YOUR GOAL
When you reach the line in the data below that contains "Target: flower cluster at stem tip", please start repeating lines exactly, and stop after the line that contains "Target: purple-veined petal", repeating nothing else.

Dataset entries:
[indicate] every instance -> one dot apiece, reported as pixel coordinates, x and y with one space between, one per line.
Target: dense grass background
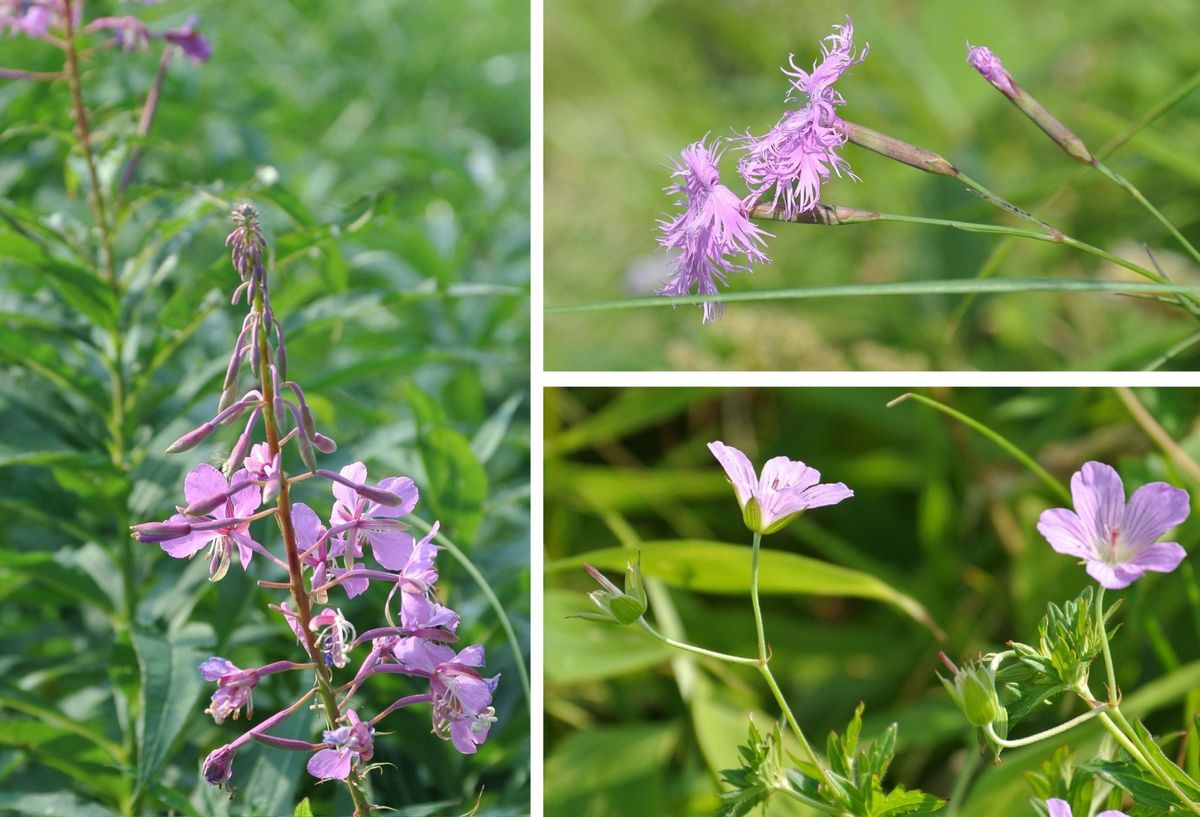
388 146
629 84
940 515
==
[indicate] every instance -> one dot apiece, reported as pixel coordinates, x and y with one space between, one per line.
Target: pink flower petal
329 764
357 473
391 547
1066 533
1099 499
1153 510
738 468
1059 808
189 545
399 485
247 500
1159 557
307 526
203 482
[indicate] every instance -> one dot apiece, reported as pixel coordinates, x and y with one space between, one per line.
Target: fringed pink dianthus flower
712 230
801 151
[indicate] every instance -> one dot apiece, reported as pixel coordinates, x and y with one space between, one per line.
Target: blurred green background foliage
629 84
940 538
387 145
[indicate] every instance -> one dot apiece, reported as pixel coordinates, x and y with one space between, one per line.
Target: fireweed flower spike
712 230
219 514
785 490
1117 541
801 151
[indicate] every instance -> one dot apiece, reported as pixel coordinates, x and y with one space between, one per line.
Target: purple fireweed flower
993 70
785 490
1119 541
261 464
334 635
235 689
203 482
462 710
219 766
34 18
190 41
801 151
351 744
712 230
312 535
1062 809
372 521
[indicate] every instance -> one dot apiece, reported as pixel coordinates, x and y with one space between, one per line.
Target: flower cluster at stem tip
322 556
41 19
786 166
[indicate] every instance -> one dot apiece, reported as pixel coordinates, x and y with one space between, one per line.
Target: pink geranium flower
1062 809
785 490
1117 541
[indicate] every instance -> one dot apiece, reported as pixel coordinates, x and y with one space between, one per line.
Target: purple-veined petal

EXERCISE SOLUTION
Target: flower cluster at stem tip
322 556
41 19
786 166
[indicate] every instance -> one dot apiece, reported as pixel coordinates, x and y with one space between, one per line.
Target: pink geranium flower
1062 809
785 490
1117 541
[indicate] every instance -> one dot apiece, reported as pixel coordinates, x and y with one space between, one per line.
Target: purple-veined petal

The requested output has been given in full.